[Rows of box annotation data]
· · · · ·

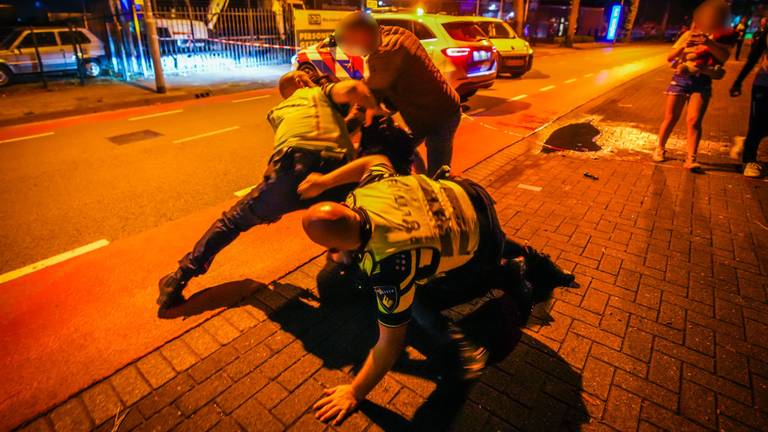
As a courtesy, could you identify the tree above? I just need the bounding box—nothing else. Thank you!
[565,0,581,47]
[624,0,640,42]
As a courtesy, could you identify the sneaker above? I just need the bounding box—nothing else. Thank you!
[523,246,576,303]
[450,329,490,381]
[744,162,763,178]
[157,270,189,309]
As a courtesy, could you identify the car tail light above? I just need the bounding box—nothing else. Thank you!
[443,48,472,57]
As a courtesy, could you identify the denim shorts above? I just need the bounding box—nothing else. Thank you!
[665,74,712,96]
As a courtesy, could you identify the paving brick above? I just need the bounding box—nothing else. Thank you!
[176,372,232,415]
[277,354,323,391]
[136,351,176,388]
[50,398,93,432]
[231,321,278,353]
[680,381,717,429]
[19,417,53,432]
[160,339,200,372]
[189,345,238,383]
[81,381,123,426]
[136,405,184,432]
[224,345,272,380]
[603,386,641,431]
[581,357,614,400]
[613,369,678,411]
[203,315,241,345]
[109,365,152,406]
[256,381,288,409]
[182,327,221,357]
[216,371,269,414]
[272,380,323,424]
[640,402,707,432]
[137,374,195,418]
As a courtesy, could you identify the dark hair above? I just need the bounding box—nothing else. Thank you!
[335,12,379,41]
[358,117,419,175]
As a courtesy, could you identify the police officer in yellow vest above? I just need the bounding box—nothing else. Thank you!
[299,156,573,422]
[157,72,379,308]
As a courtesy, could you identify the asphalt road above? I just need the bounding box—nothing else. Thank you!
[0,45,667,274]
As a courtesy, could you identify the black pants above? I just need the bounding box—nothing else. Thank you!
[741,86,768,163]
[411,179,524,345]
[179,147,355,277]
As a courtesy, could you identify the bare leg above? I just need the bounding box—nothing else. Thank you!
[654,94,687,162]
[685,93,711,171]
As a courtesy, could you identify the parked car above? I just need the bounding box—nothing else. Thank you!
[0,27,106,86]
[293,12,497,99]
[468,17,533,78]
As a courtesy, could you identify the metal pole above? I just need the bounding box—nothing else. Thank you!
[144,0,168,93]
[69,23,85,85]
[29,26,48,89]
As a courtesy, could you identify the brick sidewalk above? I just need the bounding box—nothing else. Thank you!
[13,65,768,431]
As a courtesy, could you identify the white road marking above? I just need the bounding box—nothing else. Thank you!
[467,108,488,116]
[232,95,272,103]
[128,109,184,121]
[0,132,53,144]
[235,186,256,198]
[171,126,240,144]
[0,239,109,284]
[517,183,541,192]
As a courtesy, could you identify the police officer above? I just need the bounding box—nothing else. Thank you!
[299,156,573,423]
[157,72,378,308]
[336,12,461,175]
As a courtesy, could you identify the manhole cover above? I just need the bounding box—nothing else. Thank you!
[107,129,163,145]
[541,123,602,153]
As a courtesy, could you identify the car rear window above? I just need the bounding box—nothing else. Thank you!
[443,21,488,42]
[477,21,517,39]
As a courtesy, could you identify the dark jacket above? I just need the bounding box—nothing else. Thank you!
[366,26,461,136]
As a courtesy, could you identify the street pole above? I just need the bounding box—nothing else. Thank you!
[144,0,168,93]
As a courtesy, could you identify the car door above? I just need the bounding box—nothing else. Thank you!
[16,30,66,73]
[57,30,91,69]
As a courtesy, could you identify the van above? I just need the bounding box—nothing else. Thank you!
[0,27,106,87]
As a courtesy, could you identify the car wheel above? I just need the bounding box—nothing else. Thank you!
[83,60,101,78]
[298,63,320,80]
[0,65,13,87]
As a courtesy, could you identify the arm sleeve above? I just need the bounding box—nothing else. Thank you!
[365,46,407,96]
[733,33,768,87]
[371,249,418,327]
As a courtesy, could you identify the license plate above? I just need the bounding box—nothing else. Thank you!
[504,59,525,66]
[472,51,491,62]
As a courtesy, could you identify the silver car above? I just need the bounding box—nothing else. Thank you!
[0,27,106,87]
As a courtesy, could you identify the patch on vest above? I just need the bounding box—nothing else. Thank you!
[373,285,400,313]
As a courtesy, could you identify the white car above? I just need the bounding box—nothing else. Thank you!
[293,12,497,98]
[0,27,106,87]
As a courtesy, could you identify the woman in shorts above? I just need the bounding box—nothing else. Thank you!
[653,0,730,172]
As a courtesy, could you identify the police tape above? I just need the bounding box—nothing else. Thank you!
[208,38,302,51]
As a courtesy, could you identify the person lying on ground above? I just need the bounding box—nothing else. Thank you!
[157,71,390,309]
[298,155,573,424]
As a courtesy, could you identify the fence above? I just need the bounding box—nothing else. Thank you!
[105,8,296,77]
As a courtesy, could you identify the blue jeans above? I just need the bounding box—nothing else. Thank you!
[179,148,355,277]
[416,110,461,177]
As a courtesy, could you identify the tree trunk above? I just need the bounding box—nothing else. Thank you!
[514,0,525,37]
[565,0,581,47]
[624,0,640,42]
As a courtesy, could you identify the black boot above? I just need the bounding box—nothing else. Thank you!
[523,246,576,303]
[157,270,189,309]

· · · · ·

DIRECTIONS FOR THIS TASK =>
Reproduce only the lines from the one containing "As a courtesy, could you identify the arm" through the one containing "[298,155,573,424]", with the text lines unchanged and every bounding box coordinate shifted up by 145.

PROBLEM SOLUTION =>
As a courtesy, could you identify the arm sleeve above? I just need the bounding box—nothing else. Thank you!
[510,191,552,241]
[878,178,913,232]
[516,394,563,472]
As a courtesy, could you identify the license plate above? I just need the bounding box—nothing else. Thank you!
[649,204,670,211]
[617,196,636,207]
As a courtesy, could you identify the silver car above? I just need the bounding box—nothing else. Thank you!
[145,172,251,232]
As a courtesy, could you identify the patch on vest above? I just need the bounding box—nothing else. Thank you!
[518,430,545,458]
As a courtesy, could you identify the white car above? I just need the bounding box—nothing else. Thank you!
[438,157,642,243]
[145,172,251,232]
As a courtesy, could you identify the woman in shorts above? I just need the bounding box—nothing else. Thank you!
[798,145,875,317]
As a courtesy, could you identify the police tape above? I just need the bounding box—nothing else. Thank you!
[353,183,447,196]
As a courtesy, could you identify the person lying on ground above? I just need the bounding box—nothing else. Thank you!
[302,216,535,454]
[443,300,718,569]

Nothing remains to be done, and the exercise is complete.